> Actions to take
**1.** Decide whether each statement below agrees with the excerpt on Modi's economic reforms. Answer yes or no for each, and quote the deciding words of the excerpt exactly.
(a) Growth fell to an 11-year low of 4.2% in 2019-20.
(b) The Atmanirbhar Bharat package consists mainly of demand side steps.
(c) Land and labour market reforms top Corporate India's wish-list.
**2.** Copy the stretch of the excerpt on Modi's economic reforms from "Modi, accused by" through "the current morass.".
**3.** Write what follows the final sentence of the excerpt on Modi's economic reforms, carrying that excerpt forward.

> Text provided
Modi, accused by many analysts of being content with incrementalism in his approach to reforms during the tenure of his first government, has clearly changed tack. In the backdrop of the economic expansion rate having plunged to a 11-year low of 4.2% in 2019-20, and even the RBI prognosticating the growth to be in the negative territory in the current financial year, Modi clung tenaciously to his pledge to resort to “systematic, planned, inter-connected and integrated” reforms to find a way out of the current morass.

Land and labour market reforms are at the top of Corporate India’s wish-list, as it looks forward to an economic climate for them to resume long-dried-up investments.

Stating that “every sector has to be made future-ready”, Modi said his government was wedded to create an ‘encouraging eco-system’ for private firms and entrepreneurs, through continuous decisions and steps. “Corona may have slowed our speed (of growth) but India has now moved ahead from lockdown with the phase one of unlock. Unlock Phase-1 has reopened a large part of the economy,” he said. According to him, intent, inclusion, investment, infrastructure and innovation are crucial for India to revert back to a high-growth trajectory.

The prime minister’s comments come at a time when the country’s fiscal situation has deteriorated and the government is struggling to give support to the economy via own spending, while also incentivising the players in the economy through what it calls Atmanirbhar Bharat package consisting mainly of supply side steps.

> Material supplied
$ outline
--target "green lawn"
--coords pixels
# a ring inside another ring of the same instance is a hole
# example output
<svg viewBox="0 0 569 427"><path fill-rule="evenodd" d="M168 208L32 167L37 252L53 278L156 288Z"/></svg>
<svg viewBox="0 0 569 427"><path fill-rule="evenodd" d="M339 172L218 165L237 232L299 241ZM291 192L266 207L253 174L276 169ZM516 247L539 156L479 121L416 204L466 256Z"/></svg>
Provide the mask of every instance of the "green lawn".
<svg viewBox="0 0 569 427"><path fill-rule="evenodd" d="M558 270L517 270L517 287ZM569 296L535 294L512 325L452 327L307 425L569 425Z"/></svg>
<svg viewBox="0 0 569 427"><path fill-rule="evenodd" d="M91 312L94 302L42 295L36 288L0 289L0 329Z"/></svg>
--
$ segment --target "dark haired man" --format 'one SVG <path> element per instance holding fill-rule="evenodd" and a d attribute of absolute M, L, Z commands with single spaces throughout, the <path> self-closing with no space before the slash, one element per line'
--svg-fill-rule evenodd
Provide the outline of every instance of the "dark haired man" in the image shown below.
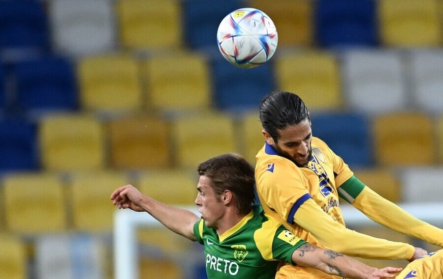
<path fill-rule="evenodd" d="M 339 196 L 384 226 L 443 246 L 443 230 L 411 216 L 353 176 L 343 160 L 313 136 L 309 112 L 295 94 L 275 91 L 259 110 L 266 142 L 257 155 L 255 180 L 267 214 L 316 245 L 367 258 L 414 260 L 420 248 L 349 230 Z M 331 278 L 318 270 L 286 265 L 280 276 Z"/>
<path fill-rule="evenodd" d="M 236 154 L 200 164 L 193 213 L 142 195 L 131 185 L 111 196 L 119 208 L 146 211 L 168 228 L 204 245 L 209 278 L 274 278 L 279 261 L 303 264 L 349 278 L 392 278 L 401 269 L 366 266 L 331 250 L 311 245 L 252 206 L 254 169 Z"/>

> Answers per task
**1.**
(a) Yes: "plunged to a 11-year low of 4.2% in 2019-20"
(b) No: "consisting mainly of supply side steps"
(c) Yes: "Land and labour market reforms are at the top of Corporate India’s wish-list"

**2.**
Modi, accused by many analysts of being content with incrementalism in his approach to reforms during the tenure of his first government, has clearly changed tack. In the backdrop of the economic expansion rate having plunged to a 11-year low of 4.2% in 2019-20, and even the RBI prognosticating the growth to be in the negative territory in the current financial year, Modi clung tenaciously to his pledge to resort to “systematic, planned, inter-connected and integrated” reforms to find a way out of the current morass.

**3.**
Advocating the concept of Make-for-the-World, Modi said: “the world is looking for a trusted, reliable partner. India has that potential, strength and ability”. He noted that while battling corona at home, India helped over 150 countries with medical supplies.

To boost manufacturing and job creation, Modi said the government has identified priority sectors such as furniture, air conditioners, leather and footwear for special attention. India imports about 30% of its air-conditioner requirements while the country is not a leading player in world markets export of leather and footwear despite being the second largest producer.

Moody’s Investors Service on Monday trimmed India’s sovereign rating by a notch to the lowest investment grade of Baa-3 and retained the “negative” outlook, giving effect to earlier warnings of a downgrade if the country’s fiscal metrics “weaken materially” in the wake of the Covid-19 pandemic.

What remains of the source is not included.